ASSIGNED TASK: Search the records below for the string "black", and report each line that contains it.

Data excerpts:
---------------

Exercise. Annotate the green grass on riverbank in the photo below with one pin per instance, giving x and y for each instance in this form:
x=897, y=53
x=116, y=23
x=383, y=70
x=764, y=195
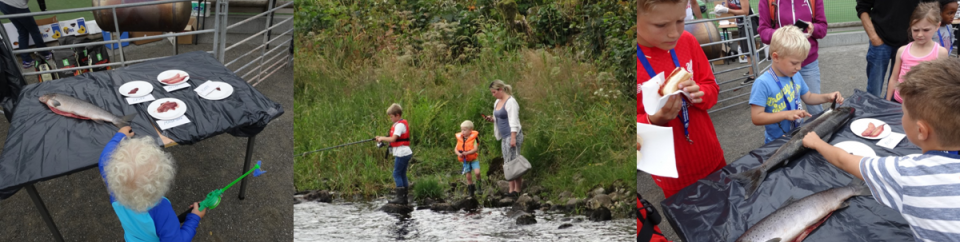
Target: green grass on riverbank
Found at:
x=578, y=127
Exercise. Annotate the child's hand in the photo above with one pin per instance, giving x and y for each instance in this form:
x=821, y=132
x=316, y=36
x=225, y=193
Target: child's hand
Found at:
x=691, y=87
x=793, y=115
x=195, y=206
x=811, y=140
x=127, y=130
x=836, y=97
x=668, y=112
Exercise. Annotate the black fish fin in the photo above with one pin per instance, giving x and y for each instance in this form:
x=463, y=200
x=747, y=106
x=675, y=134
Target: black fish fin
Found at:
x=750, y=179
x=790, y=200
x=125, y=120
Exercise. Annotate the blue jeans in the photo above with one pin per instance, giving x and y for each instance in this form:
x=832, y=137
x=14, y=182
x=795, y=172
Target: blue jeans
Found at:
x=879, y=58
x=811, y=76
x=400, y=165
x=26, y=27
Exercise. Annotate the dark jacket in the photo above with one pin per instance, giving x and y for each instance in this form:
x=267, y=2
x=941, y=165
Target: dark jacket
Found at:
x=891, y=19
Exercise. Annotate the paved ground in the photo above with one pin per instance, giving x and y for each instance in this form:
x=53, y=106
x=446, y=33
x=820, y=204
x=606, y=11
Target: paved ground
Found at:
x=79, y=203
x=842, y=69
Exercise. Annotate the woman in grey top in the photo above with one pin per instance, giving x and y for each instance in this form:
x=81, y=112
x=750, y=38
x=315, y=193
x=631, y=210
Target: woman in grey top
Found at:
x=507, y=129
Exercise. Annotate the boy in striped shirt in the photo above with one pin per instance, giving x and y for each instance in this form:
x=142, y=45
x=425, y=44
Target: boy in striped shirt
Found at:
x=925, y=189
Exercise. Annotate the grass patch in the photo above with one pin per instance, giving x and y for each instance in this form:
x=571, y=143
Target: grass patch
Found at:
x=428, y=188
x=577, y=121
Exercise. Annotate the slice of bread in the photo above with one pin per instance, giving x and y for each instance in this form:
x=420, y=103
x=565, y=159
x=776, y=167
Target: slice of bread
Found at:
x=672, y=84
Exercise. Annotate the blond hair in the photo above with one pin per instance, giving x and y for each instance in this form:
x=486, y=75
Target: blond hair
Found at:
x=790, y=41
x=929, y=11
x=139, y=173
x=395, y=109
x=650, y=5
x=466, y=124
x=499, y=85
x=929, y=93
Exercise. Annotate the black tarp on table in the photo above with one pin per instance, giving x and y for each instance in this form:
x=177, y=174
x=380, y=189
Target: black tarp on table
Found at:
x=42, y=145
x=713, y=209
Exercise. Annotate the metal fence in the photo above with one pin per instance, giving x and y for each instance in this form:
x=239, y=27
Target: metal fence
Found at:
x=733, y=90
x=219, y=46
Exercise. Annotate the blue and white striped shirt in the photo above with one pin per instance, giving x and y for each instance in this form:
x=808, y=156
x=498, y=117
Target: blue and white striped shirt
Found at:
x=925, y=189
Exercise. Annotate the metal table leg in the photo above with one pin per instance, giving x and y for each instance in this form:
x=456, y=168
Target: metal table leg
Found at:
x=246, y=164
x=37, y=202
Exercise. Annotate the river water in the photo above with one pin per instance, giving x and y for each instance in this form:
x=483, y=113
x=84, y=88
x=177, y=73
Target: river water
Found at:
x=313, y=221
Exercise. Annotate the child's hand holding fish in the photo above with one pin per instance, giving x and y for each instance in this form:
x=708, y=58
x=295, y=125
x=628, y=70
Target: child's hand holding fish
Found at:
x=793, y=115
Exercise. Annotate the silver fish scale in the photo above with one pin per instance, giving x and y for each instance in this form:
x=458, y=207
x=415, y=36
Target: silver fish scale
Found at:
x=790, y=221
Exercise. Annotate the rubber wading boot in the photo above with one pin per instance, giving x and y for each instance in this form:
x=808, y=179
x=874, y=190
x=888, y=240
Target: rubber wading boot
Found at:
x=401, y=197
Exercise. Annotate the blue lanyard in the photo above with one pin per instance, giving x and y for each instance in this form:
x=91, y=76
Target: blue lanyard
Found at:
x=949, y=38
x=950, y=154
x=796, y=97
x=684, y=116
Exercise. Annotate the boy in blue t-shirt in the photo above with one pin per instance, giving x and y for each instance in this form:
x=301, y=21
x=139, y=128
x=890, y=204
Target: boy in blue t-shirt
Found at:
x=774, y=100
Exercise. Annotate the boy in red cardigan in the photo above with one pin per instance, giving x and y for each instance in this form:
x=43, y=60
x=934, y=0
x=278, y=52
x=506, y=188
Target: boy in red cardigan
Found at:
x=663, y=45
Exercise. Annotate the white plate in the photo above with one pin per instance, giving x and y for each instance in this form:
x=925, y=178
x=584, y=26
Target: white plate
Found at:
x=170, y=114
x=170, y=73
x=856, y=148
x=225, y=91
x=144, y=88
x=859, y=125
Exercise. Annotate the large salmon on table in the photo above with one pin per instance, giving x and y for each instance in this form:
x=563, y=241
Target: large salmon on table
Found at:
x=76, y=108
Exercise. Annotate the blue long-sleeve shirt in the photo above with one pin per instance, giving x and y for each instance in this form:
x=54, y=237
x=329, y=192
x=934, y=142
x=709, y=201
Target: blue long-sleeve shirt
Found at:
x=160, y=223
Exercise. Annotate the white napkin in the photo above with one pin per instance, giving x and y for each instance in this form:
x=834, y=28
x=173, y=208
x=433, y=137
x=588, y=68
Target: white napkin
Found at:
x=652, y=101
x=657, y=155
x=135, y=100
x=182, y=85
x=167, y=124
x=891, y=140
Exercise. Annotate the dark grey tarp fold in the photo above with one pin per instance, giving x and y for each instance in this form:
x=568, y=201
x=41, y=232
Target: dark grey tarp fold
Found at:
x=713, y=209
x=42, y=145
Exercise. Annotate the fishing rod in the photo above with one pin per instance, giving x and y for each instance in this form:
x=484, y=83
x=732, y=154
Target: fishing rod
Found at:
x=338, y=146
x=213, y=198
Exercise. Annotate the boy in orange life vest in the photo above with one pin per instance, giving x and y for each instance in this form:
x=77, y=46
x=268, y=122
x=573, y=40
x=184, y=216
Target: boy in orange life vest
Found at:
x=466, y=151
x=399, y=139
x=662, y=45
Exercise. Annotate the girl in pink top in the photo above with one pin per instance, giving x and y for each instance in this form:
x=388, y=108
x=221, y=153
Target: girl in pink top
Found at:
x=924, y=23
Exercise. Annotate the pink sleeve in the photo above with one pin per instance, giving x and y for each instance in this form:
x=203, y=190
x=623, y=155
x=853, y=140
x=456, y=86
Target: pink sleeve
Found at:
x=766, y=27
x=820, y=22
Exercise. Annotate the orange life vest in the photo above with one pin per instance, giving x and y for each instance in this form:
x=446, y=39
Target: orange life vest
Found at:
x=467, y=145
x=404, y=139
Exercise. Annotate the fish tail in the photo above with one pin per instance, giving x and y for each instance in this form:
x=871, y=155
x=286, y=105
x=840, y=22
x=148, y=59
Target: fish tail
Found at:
x=860, y=186
x=125, y=120
x=750, y=179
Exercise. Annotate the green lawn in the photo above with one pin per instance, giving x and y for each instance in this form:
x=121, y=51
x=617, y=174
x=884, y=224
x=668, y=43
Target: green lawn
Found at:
x=62, y=4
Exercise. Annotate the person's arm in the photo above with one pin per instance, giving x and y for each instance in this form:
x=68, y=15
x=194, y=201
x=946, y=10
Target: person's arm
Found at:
x=836, y=156
x=766, y=27
x=704, y=78
x=893, y=81
x=819, y=22
x=744, y=8
x=864, y=7
x=167, y=225
x=760, y=117
x=817, y=99
x=695, y=7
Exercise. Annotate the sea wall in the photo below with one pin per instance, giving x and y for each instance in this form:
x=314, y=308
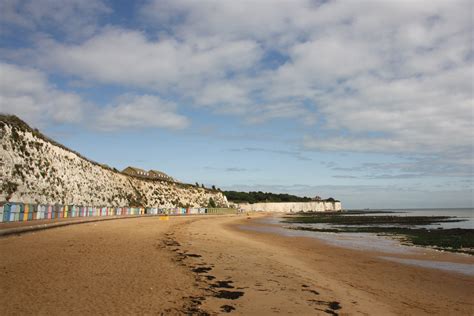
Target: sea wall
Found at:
x=288, y=207
x=35, y=169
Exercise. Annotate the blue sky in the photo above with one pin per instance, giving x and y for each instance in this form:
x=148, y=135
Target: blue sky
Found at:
x=370, y=102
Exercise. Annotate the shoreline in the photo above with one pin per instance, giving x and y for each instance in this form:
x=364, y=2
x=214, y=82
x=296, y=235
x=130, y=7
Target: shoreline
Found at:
x=208, y=266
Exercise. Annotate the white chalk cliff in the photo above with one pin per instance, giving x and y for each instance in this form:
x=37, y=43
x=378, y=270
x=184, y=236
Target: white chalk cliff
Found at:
x=35, y=169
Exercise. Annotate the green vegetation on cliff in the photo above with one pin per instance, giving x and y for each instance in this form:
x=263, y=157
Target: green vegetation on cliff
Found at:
x=256, y=197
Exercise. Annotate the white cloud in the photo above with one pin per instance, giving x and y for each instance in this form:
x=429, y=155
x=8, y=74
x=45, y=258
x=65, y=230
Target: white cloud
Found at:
x=28, y=94
x=127, y=57
x=73, y=18
x=133, y=111
x=384, y=76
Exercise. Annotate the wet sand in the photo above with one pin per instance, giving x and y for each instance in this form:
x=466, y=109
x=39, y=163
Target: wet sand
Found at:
x=207, y=265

---------------

WRITTEN SOLUTION:
Exercise. Annotate the black fish fin in the photo above with one pin per instance, giving x and y for each instance in this form:
Target: black fish fin
Exercise. Annotate the black tarp on table in the photo above with one pin per instance, giving x and y for each instance in this form:
Target: black tarp on table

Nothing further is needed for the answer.